» **Cosa serve**:
Per favore, riscrivi le righe del materiale a partire da quella che contiene "of the shop" e fino a quella che contiene "[(578, 393)]", entrambe incluse, sostituendo "walking person" con "pedestrian". Tutto il resto deve restare invariato.

» **Materiale del compito**:

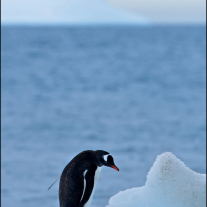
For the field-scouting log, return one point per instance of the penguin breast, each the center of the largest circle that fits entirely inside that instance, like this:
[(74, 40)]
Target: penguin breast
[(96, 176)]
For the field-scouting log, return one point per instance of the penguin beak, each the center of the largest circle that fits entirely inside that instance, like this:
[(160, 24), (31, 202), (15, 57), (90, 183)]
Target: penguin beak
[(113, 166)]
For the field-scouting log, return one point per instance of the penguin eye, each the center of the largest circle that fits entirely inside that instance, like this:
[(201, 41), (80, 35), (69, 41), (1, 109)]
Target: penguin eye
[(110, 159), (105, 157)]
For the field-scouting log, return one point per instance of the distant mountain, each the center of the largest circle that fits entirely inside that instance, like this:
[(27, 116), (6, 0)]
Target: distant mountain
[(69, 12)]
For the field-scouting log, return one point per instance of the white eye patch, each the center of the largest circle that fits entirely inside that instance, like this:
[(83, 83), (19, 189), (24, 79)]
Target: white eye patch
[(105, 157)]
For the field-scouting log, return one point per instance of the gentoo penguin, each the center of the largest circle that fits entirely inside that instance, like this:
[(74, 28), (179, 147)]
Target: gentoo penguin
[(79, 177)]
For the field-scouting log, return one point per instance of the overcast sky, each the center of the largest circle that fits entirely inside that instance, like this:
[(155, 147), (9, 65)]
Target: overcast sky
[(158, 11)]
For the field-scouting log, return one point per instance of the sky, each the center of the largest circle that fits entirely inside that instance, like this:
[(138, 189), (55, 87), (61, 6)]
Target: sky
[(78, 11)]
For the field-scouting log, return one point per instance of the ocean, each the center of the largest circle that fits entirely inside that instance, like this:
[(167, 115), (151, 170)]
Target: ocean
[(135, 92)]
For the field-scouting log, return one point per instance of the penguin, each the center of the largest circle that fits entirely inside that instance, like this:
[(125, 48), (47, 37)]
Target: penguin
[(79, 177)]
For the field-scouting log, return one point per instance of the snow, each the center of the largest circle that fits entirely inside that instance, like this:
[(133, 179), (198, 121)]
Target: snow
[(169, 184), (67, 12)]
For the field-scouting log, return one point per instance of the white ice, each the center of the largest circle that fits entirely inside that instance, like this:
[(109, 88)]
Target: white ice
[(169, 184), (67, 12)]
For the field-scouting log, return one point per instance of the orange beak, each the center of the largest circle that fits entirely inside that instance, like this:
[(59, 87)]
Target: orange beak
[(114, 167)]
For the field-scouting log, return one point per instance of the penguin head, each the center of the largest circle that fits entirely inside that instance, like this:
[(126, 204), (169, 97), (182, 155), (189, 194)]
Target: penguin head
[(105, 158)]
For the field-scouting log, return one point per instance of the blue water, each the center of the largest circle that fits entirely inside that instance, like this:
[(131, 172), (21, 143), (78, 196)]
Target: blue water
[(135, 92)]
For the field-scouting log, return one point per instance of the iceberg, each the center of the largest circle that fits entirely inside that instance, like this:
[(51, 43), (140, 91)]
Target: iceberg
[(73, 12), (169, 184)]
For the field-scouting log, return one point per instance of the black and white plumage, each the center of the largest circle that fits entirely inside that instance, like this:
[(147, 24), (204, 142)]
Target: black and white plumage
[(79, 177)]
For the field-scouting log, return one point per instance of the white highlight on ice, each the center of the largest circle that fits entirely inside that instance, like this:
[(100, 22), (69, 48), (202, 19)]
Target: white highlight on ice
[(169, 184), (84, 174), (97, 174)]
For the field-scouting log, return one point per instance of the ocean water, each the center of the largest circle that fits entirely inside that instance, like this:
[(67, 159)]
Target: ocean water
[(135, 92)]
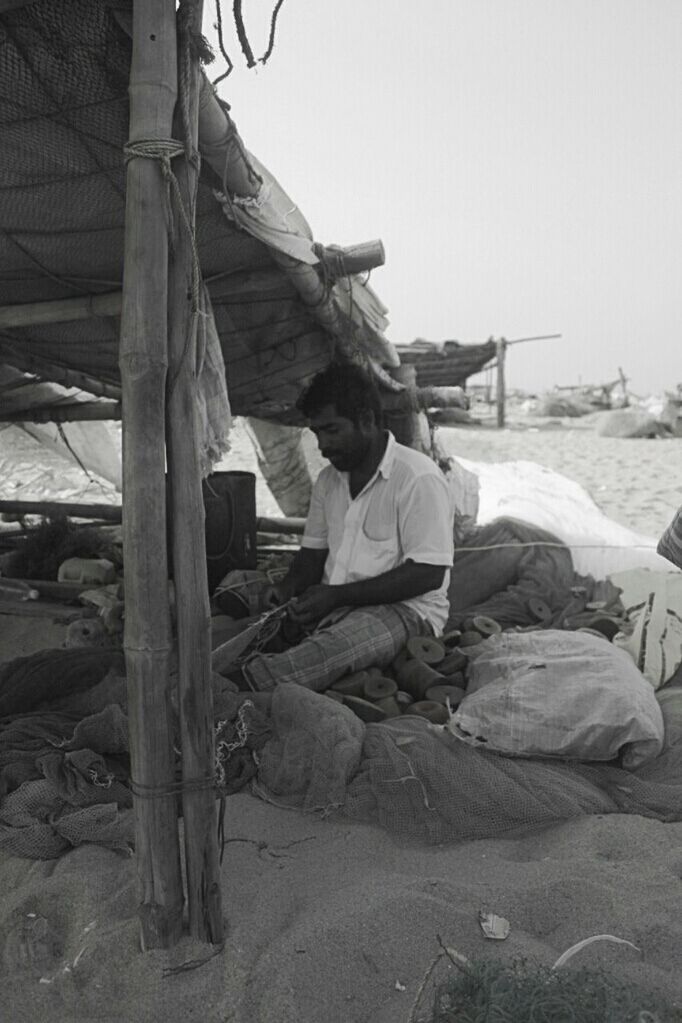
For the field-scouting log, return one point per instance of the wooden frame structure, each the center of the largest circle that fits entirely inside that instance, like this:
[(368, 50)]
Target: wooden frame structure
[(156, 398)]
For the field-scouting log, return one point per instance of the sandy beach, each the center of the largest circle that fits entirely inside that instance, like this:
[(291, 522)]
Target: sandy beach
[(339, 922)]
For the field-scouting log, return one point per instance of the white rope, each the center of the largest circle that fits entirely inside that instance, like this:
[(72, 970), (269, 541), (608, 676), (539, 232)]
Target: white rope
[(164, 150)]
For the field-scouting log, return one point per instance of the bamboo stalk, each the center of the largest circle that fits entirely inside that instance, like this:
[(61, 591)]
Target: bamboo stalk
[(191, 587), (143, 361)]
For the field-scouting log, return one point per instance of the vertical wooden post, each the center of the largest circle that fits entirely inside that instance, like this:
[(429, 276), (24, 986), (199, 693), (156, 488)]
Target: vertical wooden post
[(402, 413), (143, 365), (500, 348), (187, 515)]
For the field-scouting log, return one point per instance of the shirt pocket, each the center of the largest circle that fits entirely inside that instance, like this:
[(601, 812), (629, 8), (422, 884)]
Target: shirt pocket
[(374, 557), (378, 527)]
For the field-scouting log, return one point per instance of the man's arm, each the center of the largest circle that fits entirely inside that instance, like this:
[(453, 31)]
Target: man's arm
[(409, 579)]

---

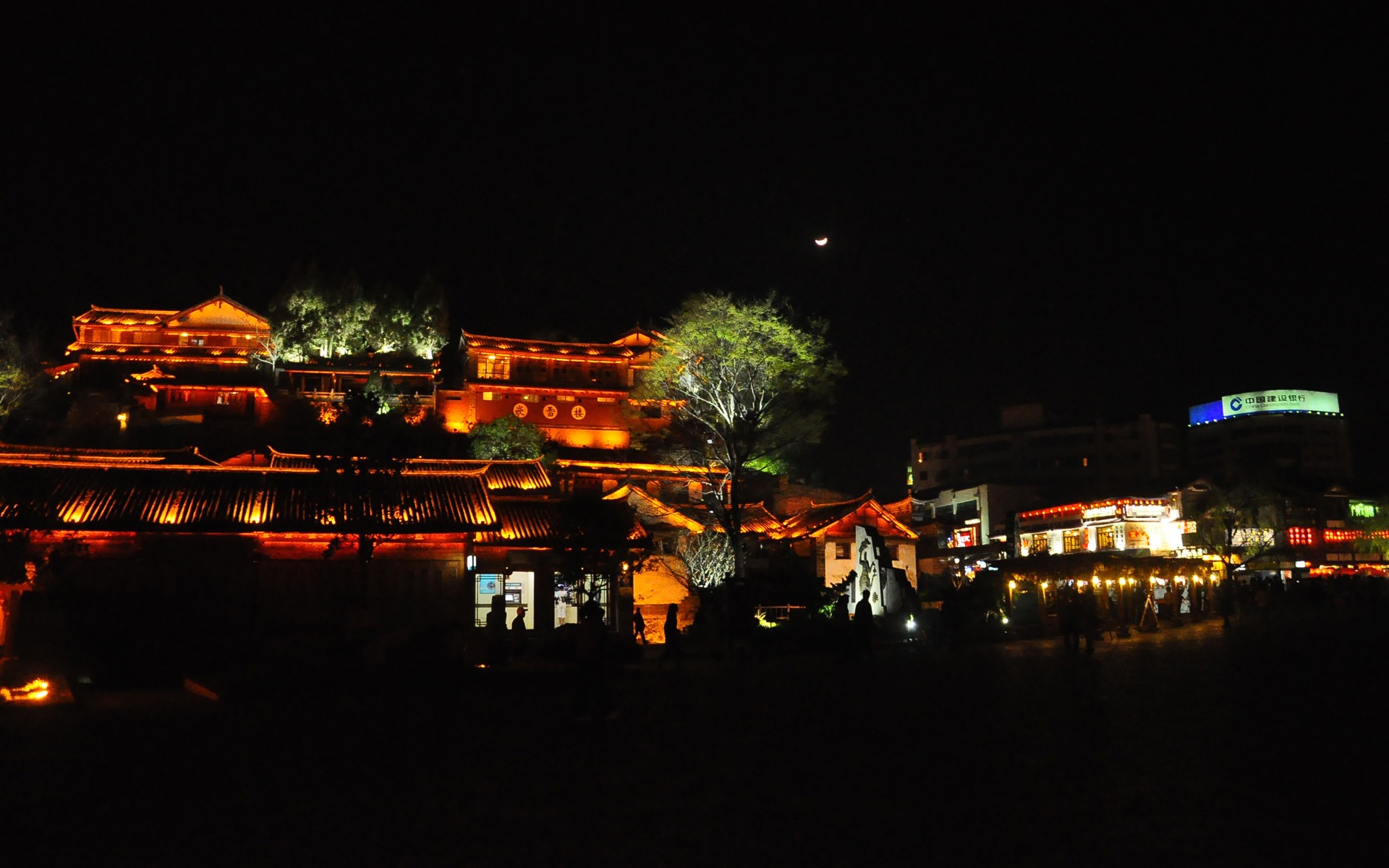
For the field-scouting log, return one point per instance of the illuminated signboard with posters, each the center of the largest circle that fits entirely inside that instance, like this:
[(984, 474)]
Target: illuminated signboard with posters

* * *

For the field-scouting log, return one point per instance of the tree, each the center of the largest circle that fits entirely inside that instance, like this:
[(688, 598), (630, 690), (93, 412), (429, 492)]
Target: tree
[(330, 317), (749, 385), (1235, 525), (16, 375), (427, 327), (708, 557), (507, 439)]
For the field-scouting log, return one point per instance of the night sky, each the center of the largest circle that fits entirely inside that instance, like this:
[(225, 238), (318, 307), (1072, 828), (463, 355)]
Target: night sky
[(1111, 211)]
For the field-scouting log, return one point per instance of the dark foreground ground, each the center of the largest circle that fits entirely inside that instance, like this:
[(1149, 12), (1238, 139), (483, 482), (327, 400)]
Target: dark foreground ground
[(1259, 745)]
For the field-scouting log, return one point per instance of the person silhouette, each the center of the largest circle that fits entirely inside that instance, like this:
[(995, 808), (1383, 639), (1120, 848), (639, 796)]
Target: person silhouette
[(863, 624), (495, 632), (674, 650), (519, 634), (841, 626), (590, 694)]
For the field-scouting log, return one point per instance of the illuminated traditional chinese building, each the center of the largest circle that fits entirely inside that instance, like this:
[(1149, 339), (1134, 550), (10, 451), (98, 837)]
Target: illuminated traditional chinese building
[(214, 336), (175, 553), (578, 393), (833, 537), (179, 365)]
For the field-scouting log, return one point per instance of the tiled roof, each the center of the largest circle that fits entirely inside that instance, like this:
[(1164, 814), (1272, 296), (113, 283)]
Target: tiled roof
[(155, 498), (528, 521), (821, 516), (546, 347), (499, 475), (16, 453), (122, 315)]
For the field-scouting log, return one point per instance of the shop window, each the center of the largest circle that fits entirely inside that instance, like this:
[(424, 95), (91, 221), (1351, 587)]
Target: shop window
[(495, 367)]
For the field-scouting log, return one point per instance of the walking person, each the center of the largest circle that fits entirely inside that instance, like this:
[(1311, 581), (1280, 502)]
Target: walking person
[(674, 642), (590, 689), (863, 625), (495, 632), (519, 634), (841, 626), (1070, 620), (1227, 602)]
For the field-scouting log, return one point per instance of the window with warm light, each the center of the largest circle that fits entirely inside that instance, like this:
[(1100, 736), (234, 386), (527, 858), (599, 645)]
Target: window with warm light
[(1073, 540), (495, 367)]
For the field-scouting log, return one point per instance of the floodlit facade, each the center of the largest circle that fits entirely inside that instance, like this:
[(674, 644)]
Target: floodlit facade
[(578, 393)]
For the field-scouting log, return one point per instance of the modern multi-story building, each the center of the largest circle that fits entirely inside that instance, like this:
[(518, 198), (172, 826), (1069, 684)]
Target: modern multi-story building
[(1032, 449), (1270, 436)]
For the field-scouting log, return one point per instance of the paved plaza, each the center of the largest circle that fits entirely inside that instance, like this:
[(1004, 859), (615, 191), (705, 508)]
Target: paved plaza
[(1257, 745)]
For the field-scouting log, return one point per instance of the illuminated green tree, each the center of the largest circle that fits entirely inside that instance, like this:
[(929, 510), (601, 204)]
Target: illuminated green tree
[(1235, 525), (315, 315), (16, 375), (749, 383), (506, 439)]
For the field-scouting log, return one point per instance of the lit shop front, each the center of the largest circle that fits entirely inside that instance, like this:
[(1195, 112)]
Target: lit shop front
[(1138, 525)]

» **Risposta corretta**:
For the field-scouting log, return one point per instance of the shop window, each the center of the largest circle that fits entirely inside that instance, like this:
[(424, 95), (91, 221), (1351, 587)]
Target: shop window
[(495, 367)]
For the field-scouting log, return one point per instance of the pedestrian, each the center of the largest circle that fits entirely inside that instance, like this:
[(1311, 581), (1280, 502)]
Target: pedestrian
[(674, 642), (590, 689), (863, 625), (495, 632), (519, 634), (841, 626), (1070, 620), (1227, 602)]
For the field-scouting log, return one point per instance of the window with warm light, each the center of the largest circle that fits entirely inside that instance, like this:
[(1100, 736), (234, 386), (527, 858), (599, 645)]
Target: window with warm light
[(1073, 540), (495, 367)]
For the field-scouting log, return one point per instance of the floodlit facade, each the center of the largest circle that fits entirely inside that instance, like this:
[(674, 644)]
Target: floodlit facade
[(578, 393)]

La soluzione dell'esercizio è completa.